◆ INPUT FOR THIS TASK ◆
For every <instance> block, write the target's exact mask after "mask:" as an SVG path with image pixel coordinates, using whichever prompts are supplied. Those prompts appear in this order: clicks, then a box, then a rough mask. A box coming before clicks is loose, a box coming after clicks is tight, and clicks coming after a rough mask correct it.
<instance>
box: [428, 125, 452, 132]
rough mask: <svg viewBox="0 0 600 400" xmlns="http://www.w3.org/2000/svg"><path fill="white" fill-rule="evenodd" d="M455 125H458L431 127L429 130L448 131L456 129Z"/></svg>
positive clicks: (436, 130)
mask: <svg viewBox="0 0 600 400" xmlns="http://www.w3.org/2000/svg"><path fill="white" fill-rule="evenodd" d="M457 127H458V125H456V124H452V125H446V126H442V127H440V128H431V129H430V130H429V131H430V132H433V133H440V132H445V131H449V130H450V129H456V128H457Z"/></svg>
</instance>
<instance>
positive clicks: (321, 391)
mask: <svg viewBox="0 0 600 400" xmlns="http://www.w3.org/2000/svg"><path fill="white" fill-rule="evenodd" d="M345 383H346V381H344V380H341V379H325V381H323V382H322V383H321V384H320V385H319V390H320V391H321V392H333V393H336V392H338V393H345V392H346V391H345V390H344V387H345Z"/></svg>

◆ TASK DIRECTIONS ◆
Your task is to transcribe the material exactly.

◆ YOUR RESPONSE ◆
For every <instance> block, write the target's exact mask after "mask:" as an SVG path with image pixel coordinates, using whichever prompts are supplied. Those prompts appear in this order: clicks, then a box, then a rough mask. A box coming before clicks is loose, a box coming after clicks is tight, and clicks coming after a rough mask correct it.
<instance>
box: [428, 125, 452, 132]
rough mask: <svg viewBox="0 0 600 400" xmlns="http://www.w3.org/2000/svg"><path fill="white" fill-rule="evenodd" d="M455 125H458L431 127L429 130L448 131L456 129Z"/></svg>
positive clicks: (436, 130)
mask: <svg viewBox="0 0 600 400" xmlns="http://www.w3.org/2000/svg"><path fill="white" fill-rule="evenodd" d="M457 127H458V125H456V124H452V125H446V126H442V127H440V128H431V129H430V130H429V131H430V132H433V133H440V132H445V131H449V130H450V129H456V128H457Z"/></svg>
</instance>
<instance>
positive clicks: (321, 391)
mask: <svg viewBox="0 0 600 400" xmlns="http://www.w3.org/2000/svg"><path fill="white" fill-rule="evenodd" d="M345 383H346V381H344V380H341V379H325V381H323V382H322V383H321V384H320V385H319V390H320V391H321V392H333V393H336V392H338V393H345V392H346V391H345V390H344V387H345Z"/></svg>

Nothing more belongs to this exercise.